▶ _Task objective_
Render everything from the start of the records down to and including the line containing "458 40 L 458" as a JSON list of strings, one string per line, with blank lines omitted. Leave the pictures out of the answer.

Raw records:

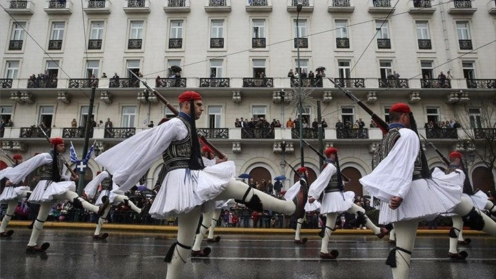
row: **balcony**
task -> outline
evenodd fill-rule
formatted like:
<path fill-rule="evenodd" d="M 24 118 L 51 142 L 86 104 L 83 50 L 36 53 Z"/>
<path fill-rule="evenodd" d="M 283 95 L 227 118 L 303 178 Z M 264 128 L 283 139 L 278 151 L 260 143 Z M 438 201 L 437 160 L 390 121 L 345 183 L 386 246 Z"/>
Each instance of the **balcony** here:
<path fill-rule="evenodd" d="M 273 87 L 273 78 L 243 78 L 244 87 Z"/>
<path fill-rule="evenodd" d="M 336 129 L 337 138 L 369 138 L 367 128 Z"/>
<path fill-rule="evenodd" d="M 274 138 L 273 128 L 241 128 L 241 138 Z"/>
<path fill-rule="evenodd" d="M 164 6 L 165 12 L 189 12 L 191 7 L 186 0 L 167 0 Z"/>
<path fill-rule="evenodd" d="M 224 38 L 210 38 L 210 48 L 224 48 Z"/>
<path fill-rule="evenodd" d="M 186 78 L 165 78 L 155 80 L 156 87 L 185 87 Z"/>
<path fill-rule="evenodd" d="M 408 79 L 379 79 L 380 88 L 409 88 Z"/>
<path fill-rule="evenodd" d="M 209 0 L 208 6 L 205 6 L 205 12 L 231 12 L 229 0 Z"/>
<path fill-rule="evenodd" d="M 52 130 L 50 128 L 46 128 L 45 132 L 47 136 L 50 136 L 52 134 Z M 25 127 L 21 128 L 21 133 L 19 134 L 19 138 L 45 138 L 45 134 L 41 128 L 38 127 Z"/>
<path fill-rule="evenodd" d="M 430 39 L 420 39 L 418 41 L 419 50 L 432 50 Z"/>
<path fill-rule="evenodd" d="M 472 50 L 472 40 L 458 40 L 458 45 L 462 50 Z"/>
<path fill-rule="evenodd" d="M 413 0 L 413 7 L 409 9 L 410 14 L 432 14 L 435 12 L 435 8 L 433 8 L 431 0 Z"/>
<path fill-rule="evenodd" d="M 12 15 L 32 14 L 34 12 L 34 3 L 30 1 L 11 0 L 6 10 Z"/>
<path fill-rule="evenodd" d="M 427 138 L 458 138 L 457 130 L 453 128 L 426 129 Z"/>
<path fill-rule="evenodd" d="M 198 128 L 196 131 L 207 138 L 229 138 L 229 128 Z"/>
<path fill-rule="evenodd" d="M 300 45 L 300 48 L 308 48 L 308 38 L 298 38 L 294 39 L 294 48 L 297 48 Z"/>
<path fill-rule="evenodd" d="M 12 88 L 12 79 L 0 79 L 0 88 Z"/>
<path fill-rule="evenodd" d="M 372 0 L 372 5 L 369 7 L 369 12 L 389 14 L 394 12 L 395 8 L 391 7 L 390 0 Z"/>
<path fill-rule="evenodd" d="M 105 128 L 104 138 L 127 138 L 134 136 L 136 128 Z"/>
<path fill-rule="evenodd" d="M 101 39 L 88 40 L 88 50 L 101 50 Z"/>
<path fill-rule="evenodd" d="M 247 3 L 247 12 L 271 12 L 272 0 L 251 0 Z"/>
<path fill-rule="evenodd" d="M 265 48 L 265 38 L 251 38 L 251 48 Z"/>
<path fill-rule="evenodd" d="M 83 10 L 87 14 L 110 14 L 111 4 L 109 0 L 89 0 Z"/>
<path fill-rule="evenodd" d="M 334 79 L 334 82 L 342 87 L 365 88 L 364 79 Z"/>
<path fill-rule="evenodd" d="M 313 1 L 311 0 L 287 0 L 287 11 L 289 12 L 296 12 L 296 4 L 298 1 L 301 1 L 303 7 L 300 12 L 313 12 Z"/>
<path fill-rule="evenodd" d="M 149 13 L 149 3 L 148 0 L 127 0 L 123 8 L 126 14 Z"/>
<path fill-rule="evenodd" d="M 379 48 L 380 50 L 391 49 L 391 39 L 378 39 L 378 48 Z"/>
<path fill-rule="evenodd" d="M 496 79 L 467 79 L 467 88 L 493 88 L 496 89 Z"/>
<path fill-rule="evenodd" d="M 451 88 L 451 81 L 442 81 L 437 79 L 422 79 L 420 87 L 422 88 Z"/>
<path fill-rule="evenodd" d="M 329 12 L 353 12 L 354 10 L 355 7 L 351 6 L 350 0 L 329 0 Z"/>
<path fill-rule="evenodd" d="M 48 14 L 70 14 L 72 13 L 72 3 L 70 1 L 50 0 L 47 1 L 43 10 Z"/>
<path fill-rule="evenodd" d="M 9 50 L 22 50 L 23 40 L 10 40 Z"/>
<path fill-rule="evenodd" d="M 127 41 L 127 49 L 128 50 L 141 50 L 141 39 L 130 39 Z"/>
<path fill-rule="evenodd" d="M 62 49 L 62 40 L 50 40 L 48 50 L 60 50 Z"/>
<path fill-rule="evenodd" d="M 98 87 L 98 79 L 70 79 L 69 88 Z"/>
<path fill-rule="evenodd" d="M 349 39 L 336 38 L 337 48 L 349 48 Z"/>
<path fill-rule="evenodd" d="M 86 128 L 78 127 L 76 128 L 62 128 L 62 137 L 69 138 L 84 138 Z M 93 137 L 93 127 L 90 130 L 90 138 Z"/>
<path fill-rule="evenodd" d="M 200 87 L 229 87 L 229 78 L 207 78 L 200 79 Z"/>

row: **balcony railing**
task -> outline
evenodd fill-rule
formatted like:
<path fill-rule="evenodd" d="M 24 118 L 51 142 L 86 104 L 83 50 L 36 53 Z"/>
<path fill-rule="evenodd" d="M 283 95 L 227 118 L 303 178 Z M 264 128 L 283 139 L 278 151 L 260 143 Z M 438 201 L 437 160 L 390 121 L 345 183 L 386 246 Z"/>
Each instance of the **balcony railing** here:
<path fill-rule="evenodd" d="M 496 88 L 496 79 L 467 79 L 467 88 Z"/>
<path fill-rule="evenodd" d="M 251 38 L 251 48 L 265 48 L 265 38 Z"/>
<path fill-rule="evenodd" d="M 308 38 L 300 38 L 298 41 L 298 38 L 294 39 L 294 46 L 295 48 L 298 47 L 298 41 L 300 42 L 300 48 L 308 48 Z"/>
<path fill-rule="evenodd" d="M 207 138 L 229 138 L 229 128 L 198 128 L 198 135 Z"/>
<path fill-rule="evenodd" d="M 50 136 L 52 134 L 52 130 L 50 128 L 46 128 L 45 132 L 47 136 Z M 19 138 L 45 138 L 41 128 L 39 127 L 23 127 L 21 128 L 21 133 L 19 134 Z"/>
<path fill-rule="evenodd" d="M 224 38 L 210 38 L 210 48 L 224 48 Z"/>
<path fill-rule="evenodd" d="M 200 79 L 200 87 L 228 87 L 229 78 L 207 78 Z"/>
<path fill-rule="evenodd" d="M 430 39 L 420 39 L 417 40 L 419 45 L 419 50 L 431 50 L 432 45 L 431 44 Z"/>
<path fill-rule="evenodd" d="M 366 128 L 336 129 L 338 138 L 369 138 L 369 130 Z"/>
<path fill-rule="evenodd" d="M 420 87 L 422 88 L 451 88 L 451 81 L 437 79 L 422 79 Z"/>
<path fill-rule="evenodd" d="M 273 78 L 243 78 L 244 87 L 273 87 Z"/>
<path fill-rule="evenodd" d="M 380 88 L 409 88 L 408 79 L 379 79 Z"/>
<path fill-rule="evenodd" d="M 472 50 L 472 40 L 458 40 L 460 50 Z"/>
<path fill-rule="evenodd" d="M 88 50 L 101 50 L 101 39 L 88 40 Z"/>
<path fill-rule="evenodd" d="M 365 87 L 364 79 L 334 79 L 334 82 L 342 87 Z"/>
<path fill-rule="evenodd" d="M 378 48 L 380 49 L 391 48 L 391 39 L 378 39 Z"/>
<path fill-rule="evenodd" d="M 185 87 L 186 78 L 165 78 L 155 81 L 156 87 Z"/>
<path fill-rule="evenodd" d="M 348 39 L 348 38 L 336 38 L 336 48 L 349 48 L 349 39 Z"/>
<path fill-rule="evenodd" d="M 87 88 L 98 87 L 98 79 L 70 79 L 69 88 Z"/>
<path fill-rule="evenodd" d="M 183 38 L 169 39 L 169 48 L 183 48 Z"/>
<path fill-rule="evenodd" d="M 477 128 L 474 129 L 474 136 L 477 139 L 486 139 L 494 141 L 496 138 L 496 129 Z"/>
<path fill-rule="evenodd" d="M 434 128 L 426 129 L 427 138 L 458 138 L 456 129 Z"/>
<path fill-rule="evenodd" d="M 85 127 L 78 127 L 76 128 L 62 128 L 63 138 L 84 138 L 86 128 Z M 93 128 L 90 130 L 90 137 L 93 137 Z"/>
<path fill-rule="evenodd" d="M 136 128 L 105 128 L 105 138 L 127 138 L 134 136 Z"/>
<path fill-rule="evenodd" d="M 0 79 L 1 88 L 12 88 L 12 79 Z"/>
<path fill-rule="evenodd" d="M 22 50 L 23 40 L 10 40 L 9 42 L 9 50 Z"/>
<path fill-rule="evenodd" d="M 50 40 L 48 41 L 48 50 L 59 50 L 62 49 L 62 40 Z"/>
<path fill-rule="evenodd" d="M 141 39 L 130 39 L 129 41 L 127 41 L 127 49 L 141 50 Z"/>
<path fill-rule="evenodd" d="M 274 138 L 273 128 L 241 128 L 241 138 Z"/>

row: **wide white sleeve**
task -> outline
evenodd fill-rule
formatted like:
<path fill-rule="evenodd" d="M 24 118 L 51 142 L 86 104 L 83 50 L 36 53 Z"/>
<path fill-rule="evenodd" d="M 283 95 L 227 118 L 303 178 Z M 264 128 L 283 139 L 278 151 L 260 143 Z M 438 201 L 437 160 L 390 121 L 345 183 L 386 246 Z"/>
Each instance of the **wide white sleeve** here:
<path fill-rule="evenodd" d="M 178 118 L 145 130 L 127 138 L 95 158 L 114 174 L 113 180 L 126 192 L 134 186 L 171 142 L 180 140 L 188 131 Z"/>
<path fill-rule="evenodd" d="M 12 184 L 17 184 L 34 169 L 43 165 L 51 163 L 52 161 L 50 153 L 41 153 L 23 162 L 16 167 L 12 167 L 6 173 L 5 176 Z"/>
<path fill-rule="evenodd" d="M 327 166 L 322 169 L 317 179 L 310 185 L 309 189 L 309 196 L 313 198 L 318 198 L 320 193 L 324 191 L 329 185 L 331 177 L 336 172 L 336 167 L 333 164 L 327 164 Z"/>
<path fill-rule="evenodd" d="M 96 194 L 96 190 L 98 190 L 98 187 L 100 183 L 101 183 L 105 178 L 107 178 L 108 176 L 108 172 L 104 171 L 101 172 L 99 175 L 95 176 L 93 180 L 90 181 L 84 189 L 86 196 L 90 198 L 93 198 Z"/>

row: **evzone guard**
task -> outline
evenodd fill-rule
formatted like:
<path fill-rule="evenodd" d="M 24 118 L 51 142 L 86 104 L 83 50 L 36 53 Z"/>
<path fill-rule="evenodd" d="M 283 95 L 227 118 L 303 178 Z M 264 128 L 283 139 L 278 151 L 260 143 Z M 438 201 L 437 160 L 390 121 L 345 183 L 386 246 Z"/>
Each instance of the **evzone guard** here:
<path fill-rule="evenodd" d="M 342 212 L 349 212 L 357 216 L 360 224 L 371 229 L 379 238 L 389 233 L 391 228 L 387 226 L 379 227 L 375 225 L 365 214 L 365 209 L 354 203 L 355 193 L 352 191 L 343 191 L 343 182 L 339 168 L 338 149 L 329 147 L 325 149 L 326 164 L 320 174 L 310 185 L 308 192 L 308 201 L 315 203 L 320 194 L 324 196 L 320 203 L 320 214 L 326 214 L 326 224 L 322 227 L 320 236 L 322 238 L 319 256 L 323 259 L 335 259 L 339 252 L 337 250 L 329 251 L 329 238 L 335 225 L 338 216 Z"/>
<path fill-rule="evenodd" d="M 64 141 L 61 138 L 54 138 L 50 140 L 50 143 L 52 150 L 50 152 L 39 154 L 16 167 L 10 169 L 5 174 L 10 183 L 16 185 L 32 172 L 39 167 L 41 169 L 40 180 L 28 198 L 30 203 L 41 205 L 36 220 L 30 226 L 32 231 L 26 248 L 28 252 L 43 252 L 50 247 L 48 242 L 40 246 L 37 244 L 37 241 L 54 201 L 68 200 L 74 207 L 86 209 L 99 216 L 103 214 L 109 205 L 107 197 L 104 197 L 103 204 L 97 207 L 88 203 L 74 192 L 76 190 L 74 180 L 77 180 L 79 177 L 64 175 L 65 169 L 63 167 L 64 161 L 62 157 L 62 153 L 65 150 Z"/>
<path fill-rule="evenodd" d="M 235 198 L 254 210 L 273 210 L 299 217 L 304 213 L 307 199 L 307 193 L 300 192 L 293 201 L 278 200 L 236 180 L 232 161 L 205 167 L 195 125 L 204 110 L 202 97 L 187 91 L 178 101 L 178 117 L 136 134 L 96 158 L 114 174 L 120 189 L 126 191 L 162 155 L 166 174 L 149 214 L 161 219 L 178 216 L 177 241 L 165 257 L 167 278 L 180 276 L 191 253 L 200 214 L 211 211 L 215 200 Z"/>
<path fill-rule="evenodd" d="M 17 203 L 21 202 L 23 198 L 27 198 L 31 193 L 29 187 L 12 184 L 8 179 L 5 178 L 5 174 L 6 174 L 8 170 L 16 167 L 23 162 L 22 156 L 20 154 L 14 155 L 12 159 L 14 161 L 12 162 L 12 167 L 0 171 L 0 180 L 1 180 L 2 186 L 5 187 L 1 195 L 0 195 L 0 203 L 7 203 L 8 205 L 7 211 L 3 216 L 3 219 L 2 219 L 1 225 L 0 225 L 0 237 L 2 238 L 11 236 L 14 234 L 14 231 L 12 229 L 6 231 L 7 225 L 14 216 L 14 211 L 15 210 Z M 23 180 L 23 178 L 21 183 L 22 183 Z"/>
<path fill-rule="evenodd" d="M 360 181 L 383 202 L 379 223 L 394 224 L 396 247 L 386 263 L 394 278 L 407 278 L 419 221 L 451 211 L 464 216 L 471 228 L 491 236 L 496 235 L 496 224 L 462 197 L 462 187 L 456 185 L 460 174 L 450 174 L 443 180 L 432 178 L 408 105 L 393 105 L 389 119 L 388 132 L 373 156 L 375 167 Z"/>

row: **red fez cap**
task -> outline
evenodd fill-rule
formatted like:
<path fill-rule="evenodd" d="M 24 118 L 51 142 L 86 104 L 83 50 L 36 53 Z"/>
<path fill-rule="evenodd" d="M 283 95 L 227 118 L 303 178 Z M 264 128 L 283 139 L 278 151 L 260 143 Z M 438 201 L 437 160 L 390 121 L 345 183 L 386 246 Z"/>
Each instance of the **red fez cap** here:
<path fill-rule="evenodd" d="M 411 112 L 410 107 L 404 103 L 398 103 L 393 105 L 389 109 L 389 112 L 401 112 L 404 114 L 409 114 Z"/>
<path fill-rule="evenodd" d="M 53 138 L 50 139 L 50 143 L 55 145 L 61 145 L 63 144 L 63 140 L 62 138 Z"/>
<path fill-rule="evenodd" d="M 304 172 L 307 172 L 307 171 L 308 171 L 308 169 L 307 169 L 307 168 L 304 167 L 300 167 L 300 168 L 297 169 L 297 172 L 298 172 L 299 174 L 302 174 L 302 173 L 304 173 Z"/>
<path fill-rule="evenodd" d="M 462 153 L 460 153 L 457 151 L 453 151 L 453 152 L 450 153 L 449 157 L 450 157 L 450 158 L 463 158 L 463 154 L 462 154 Z"/>
<path fill-rule="evenodd" d="M 326 156 L 329 156 L 331 154 L 338 154 L 338 149 L 335 147 L 329 147 L 324 153 L 326 154 Z"/>
<path fill-rule="evenodd" d="M 181 93 L 181 94 L 179 95 L 179 96 L 178 97 L 178 101 L 179 101 L 179 103 L 191 100 L 197 101 L 201 99 L 201 95 L 200 95 L 197 92 L 195 92 L 194 91 L 185 91 Z"/>

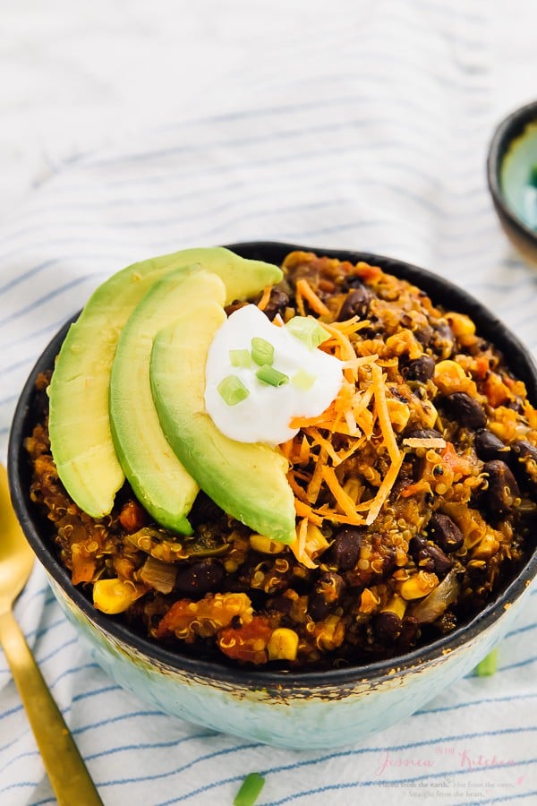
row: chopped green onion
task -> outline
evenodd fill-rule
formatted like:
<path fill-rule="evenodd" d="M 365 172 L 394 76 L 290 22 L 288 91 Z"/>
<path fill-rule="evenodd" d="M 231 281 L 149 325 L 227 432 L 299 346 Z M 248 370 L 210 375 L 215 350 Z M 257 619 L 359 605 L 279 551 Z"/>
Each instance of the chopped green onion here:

▶ _Complete answer_
[
  "row: **balcony**",
  "task -> outline",
  "evenodd fill-rule",
  "formatted like:",
  "<path fill-rule=\"evenodd\" d=\"M 24 118 L 51 142 L 86 104 L 83 50 L 36 53 Z\"/>",
  "<path fill-rule=\"evenodd\" d=\"M 283 95 L 227 118 L 303 178 Z M 264 128 L 283 139 L 278 151 L 260 143 Z M 438 201 L 437 160 L 390 121 L 345 183 L 386 246 Z\"/>",
  "Each instance of the **balcony** here:",
  "<path fill-rule=\"evenodd\" d=\"M 273 87 L 273 78 L 243 78 L 244 87 Z\"/>",
  "<path fill-rule=\"evenodd\" d=\"M 336 129 L 337 138 L 369 138 L 367 128 Z\"/>",
  "<path fill-rule=\"evenodd\" d=\"M 274 138 L 273 128 L 241 128 L 241 138 Z\"/>",
  "<path fill-rule=\"evenodd\" d=\"M 164 6 L 165 12 L 189 12 L 191 7 L 186 0 L 167 0 Z\"/>",
  "<path fill-rule=\"evenodd\" d=\"M 224 38 L 210 38 L 210 48 L 224 48 Z\"/>",
  "<path fill-rule=\"evenodd\" d=\"M 186 78 L 165 78 L 155 80 L 156 87 L 185 87 Z\"/>",
  "<path fill-rule=\"evenodd\" d=\"M 408 79 L 379 79 L 380 88 L 409 88 Z\"/>",
  "<path fill-rule=\"evenodd\" d=\"M 209 0 L 208 6 L 205 6 L 205 12 L 231 12 L 229 0 Z\"/>",
  "<path fill-rule=\"evenodd\" d=\"M 52 130 L 50 128 L 46 128 L 45 132 L 47 136 L 50 136 L 52 134 Z M 25 127 L 21 128 L 21 133 L 19 134 L 19 138 L 45 138 L 45 134 L 41 128 L 38 127 Z\"/>",
  "<path fill-rule=\"evenodd\" d=\"M 430 39 L 420 39 L 418 41 L 419 50 L 432 50 Z\"/>",
  "<path fill-rule=\"evenodd\" d=\"M 472 50 L 472 40 L 458 40 L 458 45 L 462 50 Z\"/>"
]